Position annotation records:

------------------------------------

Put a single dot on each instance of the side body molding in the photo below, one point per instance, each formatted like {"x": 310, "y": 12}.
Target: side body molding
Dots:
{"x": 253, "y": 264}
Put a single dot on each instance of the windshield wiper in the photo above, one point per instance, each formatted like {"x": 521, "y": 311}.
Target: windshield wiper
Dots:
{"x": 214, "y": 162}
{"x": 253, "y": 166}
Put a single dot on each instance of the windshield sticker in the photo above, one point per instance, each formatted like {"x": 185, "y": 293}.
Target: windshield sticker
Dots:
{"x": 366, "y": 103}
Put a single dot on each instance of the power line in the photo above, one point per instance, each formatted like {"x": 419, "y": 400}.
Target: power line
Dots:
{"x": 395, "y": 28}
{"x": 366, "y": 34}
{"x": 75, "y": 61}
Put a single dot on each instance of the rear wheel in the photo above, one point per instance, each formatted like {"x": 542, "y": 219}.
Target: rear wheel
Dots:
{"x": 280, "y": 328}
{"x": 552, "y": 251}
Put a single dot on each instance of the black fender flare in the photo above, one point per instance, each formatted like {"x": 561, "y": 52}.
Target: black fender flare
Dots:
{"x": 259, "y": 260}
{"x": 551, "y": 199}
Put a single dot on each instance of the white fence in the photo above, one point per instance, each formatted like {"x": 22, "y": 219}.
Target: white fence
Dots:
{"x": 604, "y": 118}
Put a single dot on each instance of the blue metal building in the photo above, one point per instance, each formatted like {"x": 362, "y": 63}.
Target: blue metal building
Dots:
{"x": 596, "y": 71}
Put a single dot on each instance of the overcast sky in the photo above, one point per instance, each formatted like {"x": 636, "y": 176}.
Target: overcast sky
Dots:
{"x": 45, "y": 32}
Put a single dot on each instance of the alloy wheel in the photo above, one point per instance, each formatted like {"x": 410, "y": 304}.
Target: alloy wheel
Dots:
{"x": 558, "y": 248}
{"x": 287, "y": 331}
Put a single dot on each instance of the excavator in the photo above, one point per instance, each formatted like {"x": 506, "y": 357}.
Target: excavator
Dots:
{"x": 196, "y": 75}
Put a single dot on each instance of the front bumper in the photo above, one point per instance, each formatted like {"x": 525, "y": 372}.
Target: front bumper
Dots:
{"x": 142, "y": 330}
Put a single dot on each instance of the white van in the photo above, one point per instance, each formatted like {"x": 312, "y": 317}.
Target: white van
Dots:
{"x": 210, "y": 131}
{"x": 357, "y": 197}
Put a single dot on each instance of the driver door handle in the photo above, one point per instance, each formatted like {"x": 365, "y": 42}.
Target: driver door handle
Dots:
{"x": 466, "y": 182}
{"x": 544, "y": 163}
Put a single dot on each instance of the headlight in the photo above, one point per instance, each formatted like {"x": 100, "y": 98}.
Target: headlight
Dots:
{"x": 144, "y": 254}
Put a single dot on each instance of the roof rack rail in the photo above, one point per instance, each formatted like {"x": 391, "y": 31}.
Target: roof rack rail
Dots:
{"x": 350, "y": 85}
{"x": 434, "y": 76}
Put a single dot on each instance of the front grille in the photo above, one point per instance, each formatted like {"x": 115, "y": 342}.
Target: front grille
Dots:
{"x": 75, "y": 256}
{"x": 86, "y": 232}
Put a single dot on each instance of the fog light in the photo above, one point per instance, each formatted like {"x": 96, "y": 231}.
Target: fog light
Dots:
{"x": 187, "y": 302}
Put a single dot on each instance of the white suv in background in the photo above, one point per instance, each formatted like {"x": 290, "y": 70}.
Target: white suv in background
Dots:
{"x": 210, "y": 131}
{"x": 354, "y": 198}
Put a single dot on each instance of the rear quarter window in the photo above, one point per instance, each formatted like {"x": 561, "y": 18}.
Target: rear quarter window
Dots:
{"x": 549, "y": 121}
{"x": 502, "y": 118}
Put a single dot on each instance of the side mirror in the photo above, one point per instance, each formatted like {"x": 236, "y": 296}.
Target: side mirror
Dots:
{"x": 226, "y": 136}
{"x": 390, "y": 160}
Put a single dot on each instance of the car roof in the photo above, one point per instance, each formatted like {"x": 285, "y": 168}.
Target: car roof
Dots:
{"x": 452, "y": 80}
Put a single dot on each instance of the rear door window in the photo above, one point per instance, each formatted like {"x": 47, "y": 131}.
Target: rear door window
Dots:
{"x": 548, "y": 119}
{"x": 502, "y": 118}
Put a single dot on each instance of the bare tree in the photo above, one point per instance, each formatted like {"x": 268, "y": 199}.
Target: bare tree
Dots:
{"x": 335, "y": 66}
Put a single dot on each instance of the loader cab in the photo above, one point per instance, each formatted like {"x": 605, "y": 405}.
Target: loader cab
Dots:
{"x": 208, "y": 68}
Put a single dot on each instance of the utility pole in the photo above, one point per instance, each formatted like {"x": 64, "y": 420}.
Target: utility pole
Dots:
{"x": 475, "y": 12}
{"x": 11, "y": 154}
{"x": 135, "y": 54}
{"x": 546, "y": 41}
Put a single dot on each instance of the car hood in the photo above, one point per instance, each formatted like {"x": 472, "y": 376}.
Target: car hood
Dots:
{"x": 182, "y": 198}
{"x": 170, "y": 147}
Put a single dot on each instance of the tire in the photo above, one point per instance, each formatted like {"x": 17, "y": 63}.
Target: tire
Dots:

------------------------------------

== Exercise prompt ==
Rewrite the stretch of the records from the line containing "Put a single dot on each instance of the bare" through the end of the records, requests included, shifting every coordinate in the answer points by -121 and leaving the sample coordinates in the requests unchanged.

== Solution to this problem ==
Put a single dot on each instance of the bare tree in the photo above, one point per instance, each formatted like {"x": 268, "y": 199}.
Target: bare tree
Dots:
{"x": 214, "y": -55}
Put a single dot on each instance of the loader cab in the photo above, one point per instance, each formatted like {"x": 605, "y": 405}.
Target: loader cab
Dots:
{"x": 87, "y": -53}
Put a single dot on each instance of the utility pole in the photo above, one point per instance, each formatted like {"x": 64, "y": 420}.
Target: utility pole
Dots:
{"x": 354, "y": -109}
{"x": -110, "y": 33}
{"x": 14, "y": -67}
{"x": 425, "y": -80}
Put a single dot on each instance of the car hood in the photo above, one point per instance, each formatted like {"x": 472, "y": 376}.
Target: car hood
Dots:
{"x": 61, "y": 77}
{"x": 49, "y": 26}
Put a single dot on each instance of the tire in the photo above, one point per instance, each formatted like {"x": 17, "y": 63}.
Target: tire
Dots:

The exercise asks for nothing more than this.